◆ **SET TASK**: Repeat the data below exactly, dropping any pictures it holds.
==== AVAILABLE RECORDS ====
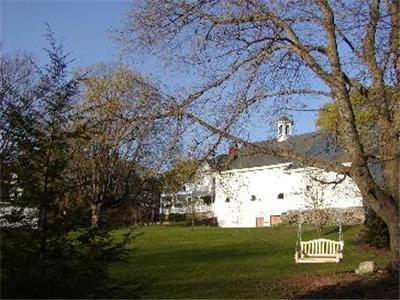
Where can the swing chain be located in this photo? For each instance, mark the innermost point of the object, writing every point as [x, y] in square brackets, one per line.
[340, 232]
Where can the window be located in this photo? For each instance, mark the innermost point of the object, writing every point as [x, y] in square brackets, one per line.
[287, 129]
[207, 200]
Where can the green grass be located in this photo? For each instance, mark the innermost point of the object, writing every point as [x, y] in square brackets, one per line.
[176, 262]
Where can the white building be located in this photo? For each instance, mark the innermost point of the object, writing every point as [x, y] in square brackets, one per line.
[254, 189]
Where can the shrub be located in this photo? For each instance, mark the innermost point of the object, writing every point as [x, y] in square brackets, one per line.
[376, 233]
[75, 266]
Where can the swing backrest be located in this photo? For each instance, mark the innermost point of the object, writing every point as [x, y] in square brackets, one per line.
[321, 247]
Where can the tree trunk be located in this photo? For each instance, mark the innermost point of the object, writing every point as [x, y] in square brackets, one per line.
[394, 232]
[96, 209]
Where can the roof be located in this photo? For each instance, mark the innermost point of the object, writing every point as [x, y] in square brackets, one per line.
[285, 119]
[316, 144]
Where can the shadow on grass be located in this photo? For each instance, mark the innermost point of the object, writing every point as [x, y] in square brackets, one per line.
[379, 287]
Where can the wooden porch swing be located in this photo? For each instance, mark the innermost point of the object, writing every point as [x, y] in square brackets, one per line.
[319, 250]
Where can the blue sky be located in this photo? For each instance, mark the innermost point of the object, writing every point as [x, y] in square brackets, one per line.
[84, 28]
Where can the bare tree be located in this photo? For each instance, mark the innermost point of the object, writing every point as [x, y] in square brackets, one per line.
[255, 52]
[113, 148]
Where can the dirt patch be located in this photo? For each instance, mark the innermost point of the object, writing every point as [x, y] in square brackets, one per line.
[342, 285]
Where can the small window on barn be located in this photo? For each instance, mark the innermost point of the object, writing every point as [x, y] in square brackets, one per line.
[207, 200]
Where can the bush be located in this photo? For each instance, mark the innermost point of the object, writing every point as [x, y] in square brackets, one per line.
[325, 217]
[376, 233]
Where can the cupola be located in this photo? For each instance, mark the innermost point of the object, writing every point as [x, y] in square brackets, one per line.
[284, 128]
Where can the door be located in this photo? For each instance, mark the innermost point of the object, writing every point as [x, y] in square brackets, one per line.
[275, 219]
[259, 222]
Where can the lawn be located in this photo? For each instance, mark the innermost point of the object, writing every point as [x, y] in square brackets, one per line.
[176, 262]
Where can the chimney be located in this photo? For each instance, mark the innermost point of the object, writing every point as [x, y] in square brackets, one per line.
[233, 150]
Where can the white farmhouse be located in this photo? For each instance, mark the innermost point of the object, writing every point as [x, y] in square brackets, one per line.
[254, 189]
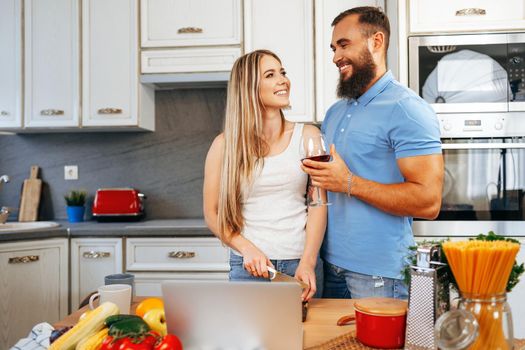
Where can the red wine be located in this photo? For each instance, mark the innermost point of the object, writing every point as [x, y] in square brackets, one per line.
[321, 158]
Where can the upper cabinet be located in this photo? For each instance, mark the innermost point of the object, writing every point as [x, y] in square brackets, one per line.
[10, 64]
[59, 62]
[52, 64]
[267, 26]
[430, 16]
[178, 23]
[190, 36]
[111, 92]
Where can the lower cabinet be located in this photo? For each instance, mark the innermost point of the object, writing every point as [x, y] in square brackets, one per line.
[91, 260]
[154, 260]
[33, 286]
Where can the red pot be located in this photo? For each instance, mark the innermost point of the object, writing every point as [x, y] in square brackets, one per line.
[380, 322]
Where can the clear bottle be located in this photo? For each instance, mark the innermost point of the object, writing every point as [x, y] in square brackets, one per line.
[494, 318]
====
◆ **SOLUTION TO THE EXERCISE**:
Where can the swing chain be located in this photo? For each instance, mark the innermost point of the object, writing every point as [x, y] in square brackets, one per line.
[340, 232]
Where can the window be located in this photo? For each instance, mark the innermost point of the object, writing every point as [x, y] in square brackets, one per line.
[287, 129]
[207, 200]
Where can the green grass be located in this photo? For each instance, mark the innermost point of the object, writing every point as [x, y] in square brackets, one per line.
[176, 262]
Where can the white building be located in this photo? For each instance, mark the innermost point of the object, writing every point as [x, y] in square brackets, one per line.
[254, 189]
Where can the shrub be located in this photo? For each instance, mark the innermost point of the object, writing every point as [x, y] in square brackets, one per line.
[376, 233]
[75, 266]
Where can the swing backrest be located in this photo? For each instance, mark the innermost point of the object, writing every point as [x, y] in square brackets, one per line.
[321, 247]
Where can the tree trunk be located in this photo? For each instance, mark the innermost point of the object, writing every point as [x, y] in square brackets, one per line.
[394, 232]
[96, 209]
Where can the roof be located in this photo? For each instance, mark the innermost point of the object, writing every point as [x, y] in square brackets, one per line.
[285, 119]
[316, 144]
Where can the shadow on grass be located in this photo? For each instance, mark the innermost point of the object, writing every point as [x, y] in square brackets, one per line.
[379, 287]
Where can the wooden porch swing be located in this photo? For each instance, mark the innermost point of the object, writing every point as [x, y] in square brackets, one per line.
[319, 250]
Where can the blue sky be located in this photo? For each instance, mark the innermost point of the object, writing every point as [x, y] in square brackets, one per line.
[84, 28]
Where can the bare tree be located in this photo? For each instance, mark the innermost point of the object, writing every point as [x, y] in square brackets, one per line.
[255, 52]
[113, 148]
Where can the dirt patch be located in this photo? For each instance, mark the innermost point of the object, writing every point as [x, y] in square brackets, one per line.
[342, 285]
Where can the small window on barn be located in this photo? For each instance, mark the innermost point of the object, writing every point as [x, y] in square brackets, one per line.
[207, 200]
Where can the bush be located in this photo? For each instance, mark the innermost point of the object, writing every point as [x, y] in square brackets, one per line.
[325, 217]
[376, 233]
Where can the cupola be located in this photo? For each instance, mark the innermost point of the object, writing every point as [x, y] in square brackets, one per line.
[284, 128]
Where can the door be located in this photo? For each instance, mark the innermost point of the object, writing every point as [x, y] in square brackets, one per line.
[275, 219]
[259, 222]
Where can the lawn be located in this photo? For each instance, mark the innermost point of the object, writing every point as [x, y] in square brackets, one per line.
[176, 262]
Where can the chimney be located in this photo? For each instance, mark the innermost point of the object, writing every point as [x, y] in square brackets, one per line.
[233, 150]
Where can the white farmhouse be located in this photo? For each instance, mark the innermost point of the object, writing every point as [x, y] in square brackets, one per line.
[254, 189]
Where can the red wine be located in this photo? For each instance, mark the innermost point of the object, writing every point as [x, y] in square brackets, one per line.
[321, 158]
Where can the upper cabinet be located in this photo? For each instance, mark the innermost point of the object, writing every point as [x, y] in square brackets, one per line.
[10, 64]
[59, 62]
[52, 64]
[267, 26]
[430, 16]
[178, 23]
[190, 36]
[111, 92]
Where can the lower cabinet be located in this photo? For each instance, mark the innermost point of the object, writing every point as [x, y] in square brackets, one per line.
[91, 260]
[154, 260]
[33, 286]
Where can the red pot be located in this photo? For each instance, mark the innermost point of the object, writing every point as [x, y] in square brackets, one per line.
[380, 322]
Where can the clear bottle be located in this photo? For each instance, mark the innermost point of the object, writing every point as [x, y] in square brackets, one per line.
[494, 318]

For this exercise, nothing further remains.